----- Trecho fornecido

As inscrições para o citado concurso vão até o dia 10 de maio. No dia 20 daquele mês, os três  vencedores serão anunciados. A editora entrará em contato com os autores dos demais textos e, de acordo com interesse deles, mediante uma taxa simbólica, poderão entrar na antologia. "Vamos lançar o e-book, mas a ideia é ter um lançamento do impresso com festa. Porque, dada a situação,  tem que ser presencial, com muitos abraços", diz Leida, que acredita que o evento possa ser realizado em setembro. "É a nossa previsão. Já recebemos alguns textos, e há muitos compartilhamento do concurso nas redes, muita gente marcando outras pessoas. Então, acredito que a gente vá receber um bom número de  crônica, que é um formato fácil, gostoso e que é o retrato desse cotidiano louco e estranho que estamos vivendo, mas que pode render bons textos", conclui.
 
Desafio à inspiração. Isoladamente, alguns escritores têm seguido instintivamente o preconizado por Alain de Botton. A jornalista e poeta mineira Sidneia Simões, por exemplo, acabou postando, em suas redes, dois poemas que brotaram nesses tempos de quarentena. "Moro sozinha, e, desde o dia 17, praticamente não saio de casa. Saí uma vez para fazer compra. Estou aqui entre afazeres da casa, livros, filmes, estudos e... também telefone e redes sociais. 'Parte Que Parte', escrevi como um desabafo", diz ela, referindo-se a um dos poemas (confira o mesmo ao final dessa matéria).

----------

Tarefa proposta »
Transcreva fielmente o trecho fornecido de "Desafio à inspiração." até "final dessa matéria).".

----- Material

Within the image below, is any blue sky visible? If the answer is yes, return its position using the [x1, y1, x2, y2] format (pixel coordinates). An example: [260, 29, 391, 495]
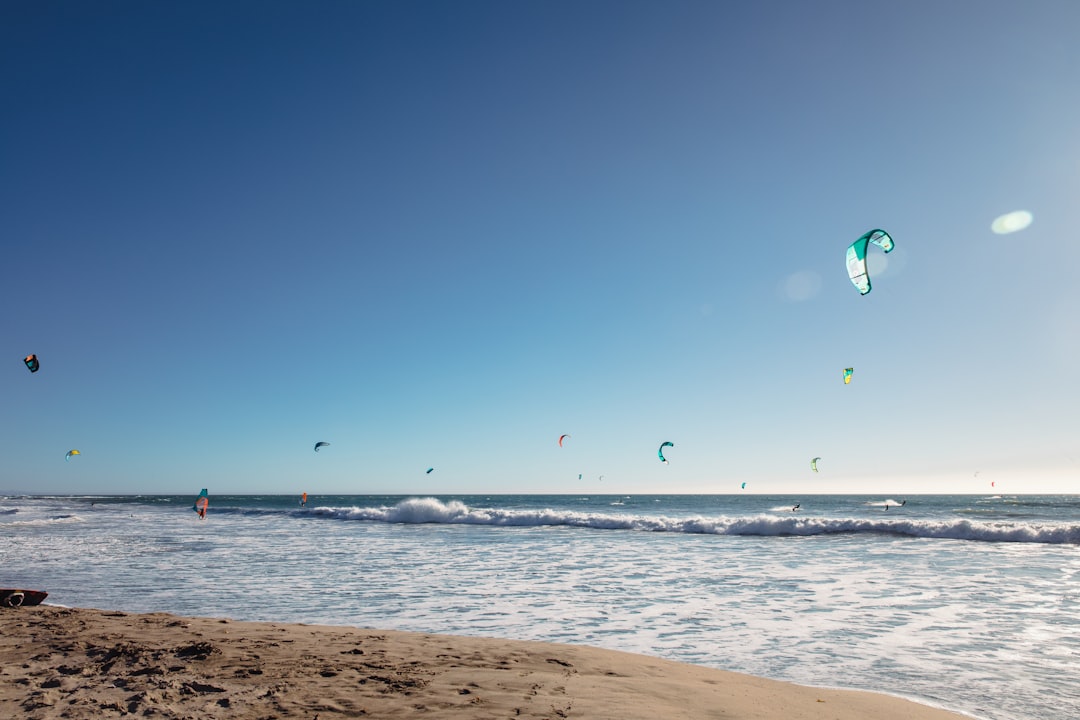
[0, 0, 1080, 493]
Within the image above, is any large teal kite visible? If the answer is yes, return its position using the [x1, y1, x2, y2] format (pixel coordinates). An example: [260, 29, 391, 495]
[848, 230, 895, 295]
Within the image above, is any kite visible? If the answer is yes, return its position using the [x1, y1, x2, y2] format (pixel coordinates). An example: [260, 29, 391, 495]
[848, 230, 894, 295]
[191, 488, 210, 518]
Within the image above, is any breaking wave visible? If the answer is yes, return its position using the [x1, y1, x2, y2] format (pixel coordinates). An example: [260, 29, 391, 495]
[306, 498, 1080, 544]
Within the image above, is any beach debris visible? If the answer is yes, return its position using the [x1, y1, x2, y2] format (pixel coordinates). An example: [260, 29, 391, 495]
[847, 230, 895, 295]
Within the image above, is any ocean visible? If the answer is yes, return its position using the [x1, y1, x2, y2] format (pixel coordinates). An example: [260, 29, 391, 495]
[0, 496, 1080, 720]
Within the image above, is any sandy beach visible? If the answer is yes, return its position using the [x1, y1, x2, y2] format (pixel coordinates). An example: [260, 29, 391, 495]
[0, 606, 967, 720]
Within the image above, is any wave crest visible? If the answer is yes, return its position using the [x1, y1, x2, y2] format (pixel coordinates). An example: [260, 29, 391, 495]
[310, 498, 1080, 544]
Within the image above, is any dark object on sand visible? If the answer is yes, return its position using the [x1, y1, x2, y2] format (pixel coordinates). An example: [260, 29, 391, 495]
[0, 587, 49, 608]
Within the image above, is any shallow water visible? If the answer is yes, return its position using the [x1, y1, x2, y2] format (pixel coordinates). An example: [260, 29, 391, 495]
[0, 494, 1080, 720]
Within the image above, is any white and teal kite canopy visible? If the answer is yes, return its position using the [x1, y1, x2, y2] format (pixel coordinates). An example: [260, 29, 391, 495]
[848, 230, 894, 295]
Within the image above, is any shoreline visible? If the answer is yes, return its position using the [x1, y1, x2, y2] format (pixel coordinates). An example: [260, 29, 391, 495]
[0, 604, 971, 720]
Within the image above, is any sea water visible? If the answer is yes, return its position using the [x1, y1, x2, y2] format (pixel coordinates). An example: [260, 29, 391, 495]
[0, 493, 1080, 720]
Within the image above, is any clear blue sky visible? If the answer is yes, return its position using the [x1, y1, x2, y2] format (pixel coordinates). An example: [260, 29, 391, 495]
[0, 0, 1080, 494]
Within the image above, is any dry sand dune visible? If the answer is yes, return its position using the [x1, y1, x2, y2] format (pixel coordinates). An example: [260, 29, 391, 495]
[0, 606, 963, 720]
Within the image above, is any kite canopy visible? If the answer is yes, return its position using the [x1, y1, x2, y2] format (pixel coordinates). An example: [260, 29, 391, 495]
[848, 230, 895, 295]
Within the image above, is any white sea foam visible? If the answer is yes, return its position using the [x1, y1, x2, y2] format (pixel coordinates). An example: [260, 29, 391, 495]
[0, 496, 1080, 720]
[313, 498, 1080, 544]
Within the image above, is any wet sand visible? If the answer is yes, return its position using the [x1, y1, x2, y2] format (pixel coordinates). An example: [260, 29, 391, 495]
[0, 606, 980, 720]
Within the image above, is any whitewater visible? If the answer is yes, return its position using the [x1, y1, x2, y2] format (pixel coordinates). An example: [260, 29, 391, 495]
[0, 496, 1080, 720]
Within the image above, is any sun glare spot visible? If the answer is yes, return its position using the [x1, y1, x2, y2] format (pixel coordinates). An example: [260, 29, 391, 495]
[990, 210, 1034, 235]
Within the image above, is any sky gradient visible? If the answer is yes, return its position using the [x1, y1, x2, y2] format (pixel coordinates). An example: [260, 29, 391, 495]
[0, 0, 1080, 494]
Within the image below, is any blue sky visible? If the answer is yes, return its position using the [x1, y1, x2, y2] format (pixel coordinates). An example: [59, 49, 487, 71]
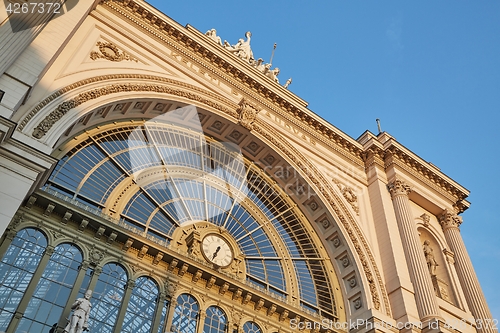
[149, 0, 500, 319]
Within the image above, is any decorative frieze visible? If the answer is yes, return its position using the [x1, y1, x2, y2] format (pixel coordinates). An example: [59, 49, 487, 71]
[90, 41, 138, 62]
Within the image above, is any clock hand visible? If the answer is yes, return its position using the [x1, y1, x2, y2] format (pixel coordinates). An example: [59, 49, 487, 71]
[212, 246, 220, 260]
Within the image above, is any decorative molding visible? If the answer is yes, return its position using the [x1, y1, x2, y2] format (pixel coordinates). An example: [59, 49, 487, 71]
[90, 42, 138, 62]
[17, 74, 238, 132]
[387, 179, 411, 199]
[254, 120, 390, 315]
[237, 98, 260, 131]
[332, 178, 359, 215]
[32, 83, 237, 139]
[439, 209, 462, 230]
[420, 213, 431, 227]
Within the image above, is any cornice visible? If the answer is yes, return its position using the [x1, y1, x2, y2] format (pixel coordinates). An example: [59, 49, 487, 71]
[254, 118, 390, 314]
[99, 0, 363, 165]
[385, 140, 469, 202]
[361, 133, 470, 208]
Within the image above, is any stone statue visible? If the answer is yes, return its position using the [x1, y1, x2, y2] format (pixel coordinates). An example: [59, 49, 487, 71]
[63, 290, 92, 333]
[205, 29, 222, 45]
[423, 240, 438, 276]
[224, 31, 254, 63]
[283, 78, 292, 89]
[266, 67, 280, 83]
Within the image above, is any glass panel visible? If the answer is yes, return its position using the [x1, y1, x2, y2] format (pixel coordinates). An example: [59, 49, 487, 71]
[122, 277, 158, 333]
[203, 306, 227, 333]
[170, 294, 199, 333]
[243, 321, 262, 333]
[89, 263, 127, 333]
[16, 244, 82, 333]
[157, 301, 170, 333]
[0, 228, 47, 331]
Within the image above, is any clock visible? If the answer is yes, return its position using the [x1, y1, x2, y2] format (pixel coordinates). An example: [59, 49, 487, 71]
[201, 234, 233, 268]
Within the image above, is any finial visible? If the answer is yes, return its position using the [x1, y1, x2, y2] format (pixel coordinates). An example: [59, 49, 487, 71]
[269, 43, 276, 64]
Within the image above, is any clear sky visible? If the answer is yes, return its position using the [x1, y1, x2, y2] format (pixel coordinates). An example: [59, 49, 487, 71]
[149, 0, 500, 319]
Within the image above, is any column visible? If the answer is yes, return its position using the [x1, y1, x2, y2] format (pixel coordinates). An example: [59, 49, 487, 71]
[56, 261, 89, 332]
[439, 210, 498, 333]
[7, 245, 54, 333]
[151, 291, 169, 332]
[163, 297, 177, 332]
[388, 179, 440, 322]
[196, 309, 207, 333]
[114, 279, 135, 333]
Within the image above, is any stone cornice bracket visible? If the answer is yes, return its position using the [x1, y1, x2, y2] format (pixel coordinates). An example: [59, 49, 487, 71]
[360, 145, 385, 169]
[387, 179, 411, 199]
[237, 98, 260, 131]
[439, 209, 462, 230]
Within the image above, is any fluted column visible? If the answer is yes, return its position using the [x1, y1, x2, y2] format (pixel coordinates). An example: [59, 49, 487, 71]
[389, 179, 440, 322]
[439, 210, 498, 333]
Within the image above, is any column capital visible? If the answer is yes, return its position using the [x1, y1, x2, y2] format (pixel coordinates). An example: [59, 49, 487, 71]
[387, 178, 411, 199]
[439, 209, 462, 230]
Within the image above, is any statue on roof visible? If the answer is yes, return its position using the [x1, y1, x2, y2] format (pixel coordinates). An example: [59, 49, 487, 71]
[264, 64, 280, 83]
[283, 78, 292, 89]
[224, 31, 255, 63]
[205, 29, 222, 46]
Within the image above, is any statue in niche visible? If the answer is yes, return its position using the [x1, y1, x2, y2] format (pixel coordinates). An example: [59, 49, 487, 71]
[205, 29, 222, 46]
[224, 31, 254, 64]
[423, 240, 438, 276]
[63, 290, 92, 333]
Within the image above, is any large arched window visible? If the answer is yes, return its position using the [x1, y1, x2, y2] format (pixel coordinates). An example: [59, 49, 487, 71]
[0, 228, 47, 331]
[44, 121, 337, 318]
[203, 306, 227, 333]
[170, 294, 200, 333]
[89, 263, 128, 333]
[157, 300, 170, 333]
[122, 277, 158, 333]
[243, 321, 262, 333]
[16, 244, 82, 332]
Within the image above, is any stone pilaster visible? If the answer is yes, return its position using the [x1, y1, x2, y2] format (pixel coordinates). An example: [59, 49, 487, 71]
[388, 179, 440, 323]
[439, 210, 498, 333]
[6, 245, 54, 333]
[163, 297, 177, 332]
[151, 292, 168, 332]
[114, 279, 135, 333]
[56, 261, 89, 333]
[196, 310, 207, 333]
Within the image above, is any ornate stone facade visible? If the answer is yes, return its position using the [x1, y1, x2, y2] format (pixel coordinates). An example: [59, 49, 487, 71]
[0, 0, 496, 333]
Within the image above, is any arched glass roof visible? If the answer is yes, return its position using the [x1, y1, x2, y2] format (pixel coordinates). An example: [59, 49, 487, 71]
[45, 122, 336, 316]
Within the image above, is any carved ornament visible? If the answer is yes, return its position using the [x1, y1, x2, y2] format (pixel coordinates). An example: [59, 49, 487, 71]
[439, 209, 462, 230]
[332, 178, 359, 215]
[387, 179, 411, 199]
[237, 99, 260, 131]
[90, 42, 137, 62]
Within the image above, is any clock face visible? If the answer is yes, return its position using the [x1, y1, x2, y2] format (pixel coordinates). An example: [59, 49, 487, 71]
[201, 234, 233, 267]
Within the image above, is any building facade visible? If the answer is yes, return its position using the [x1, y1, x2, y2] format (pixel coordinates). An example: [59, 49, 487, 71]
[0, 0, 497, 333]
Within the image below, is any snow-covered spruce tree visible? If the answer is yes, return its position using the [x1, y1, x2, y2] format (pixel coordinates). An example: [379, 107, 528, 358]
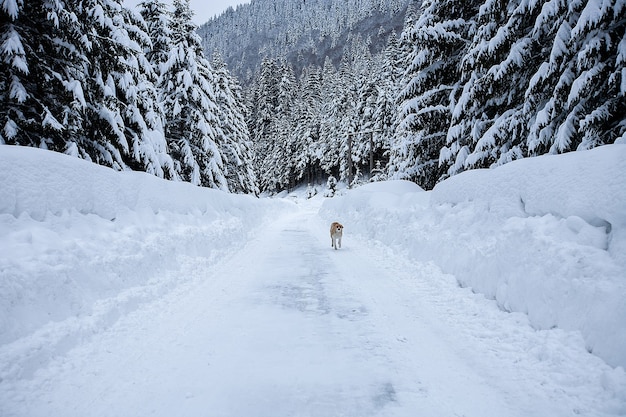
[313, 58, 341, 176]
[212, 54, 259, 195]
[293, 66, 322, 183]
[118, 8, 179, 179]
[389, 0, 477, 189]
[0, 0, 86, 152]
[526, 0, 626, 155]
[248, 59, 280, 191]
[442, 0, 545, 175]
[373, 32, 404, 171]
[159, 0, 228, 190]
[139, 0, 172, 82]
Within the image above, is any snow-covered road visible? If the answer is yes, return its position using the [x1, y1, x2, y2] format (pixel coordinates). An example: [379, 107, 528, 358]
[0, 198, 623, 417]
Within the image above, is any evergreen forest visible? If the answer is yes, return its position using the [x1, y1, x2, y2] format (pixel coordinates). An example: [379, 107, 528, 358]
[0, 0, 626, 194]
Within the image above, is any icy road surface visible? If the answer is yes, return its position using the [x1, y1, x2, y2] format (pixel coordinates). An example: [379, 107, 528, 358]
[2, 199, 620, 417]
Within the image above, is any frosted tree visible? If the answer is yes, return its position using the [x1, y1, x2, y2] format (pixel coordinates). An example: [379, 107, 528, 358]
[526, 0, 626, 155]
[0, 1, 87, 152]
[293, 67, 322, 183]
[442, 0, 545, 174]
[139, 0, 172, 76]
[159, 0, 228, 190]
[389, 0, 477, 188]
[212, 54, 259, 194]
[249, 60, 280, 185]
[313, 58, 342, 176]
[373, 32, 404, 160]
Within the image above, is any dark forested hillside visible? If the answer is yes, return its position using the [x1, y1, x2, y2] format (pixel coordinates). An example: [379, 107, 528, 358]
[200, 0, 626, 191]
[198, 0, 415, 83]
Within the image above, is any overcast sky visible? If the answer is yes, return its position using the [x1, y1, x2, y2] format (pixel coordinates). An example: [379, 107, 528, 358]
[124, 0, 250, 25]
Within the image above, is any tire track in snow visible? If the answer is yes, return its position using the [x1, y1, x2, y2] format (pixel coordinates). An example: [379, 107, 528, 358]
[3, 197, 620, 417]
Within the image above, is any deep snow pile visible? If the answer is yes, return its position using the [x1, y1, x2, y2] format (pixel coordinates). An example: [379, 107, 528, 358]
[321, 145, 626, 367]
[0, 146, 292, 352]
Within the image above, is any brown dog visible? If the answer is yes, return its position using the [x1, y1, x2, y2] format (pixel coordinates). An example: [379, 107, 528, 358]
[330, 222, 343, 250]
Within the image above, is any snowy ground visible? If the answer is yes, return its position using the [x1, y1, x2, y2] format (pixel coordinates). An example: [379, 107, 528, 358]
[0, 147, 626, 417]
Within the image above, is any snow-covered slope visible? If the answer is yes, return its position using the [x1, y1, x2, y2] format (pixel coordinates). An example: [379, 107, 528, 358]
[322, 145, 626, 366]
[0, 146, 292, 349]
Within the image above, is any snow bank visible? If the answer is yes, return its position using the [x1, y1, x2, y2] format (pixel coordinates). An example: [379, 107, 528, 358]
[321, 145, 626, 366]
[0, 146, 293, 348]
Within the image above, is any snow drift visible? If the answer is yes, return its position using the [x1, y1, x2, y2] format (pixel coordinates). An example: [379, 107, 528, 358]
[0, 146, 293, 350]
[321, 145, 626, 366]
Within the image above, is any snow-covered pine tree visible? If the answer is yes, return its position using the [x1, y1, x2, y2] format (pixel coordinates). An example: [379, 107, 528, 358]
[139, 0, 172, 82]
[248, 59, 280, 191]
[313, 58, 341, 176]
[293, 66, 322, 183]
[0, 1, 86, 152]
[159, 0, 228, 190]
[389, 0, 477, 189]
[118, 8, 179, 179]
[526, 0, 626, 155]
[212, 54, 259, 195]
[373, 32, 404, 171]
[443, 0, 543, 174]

----------

Resultado do exercício »
Desafio à inspiração. Isoladamente, alguns escritores têm seguido instintivamente o preconizado por Alain de Botton. A jornalista e poeta mineira Sidneia Simões, por exemplo, acabou postando, em suas redes, dois poemas que brotaram nesses tempos de quarentena. "Moro sozinha, e, desde o dia 17, praticamente não saio de casa. Saí uma vez para fazer compra. Estou aqui entre afazeres da casa, livros, filmes, estudos e... também telefone e redes sociais. 'Parte Que Parte', escrevi como um desabafo", diz ela, referindo-se a um dos poemas (confira o mesmo ao final dessa matéria).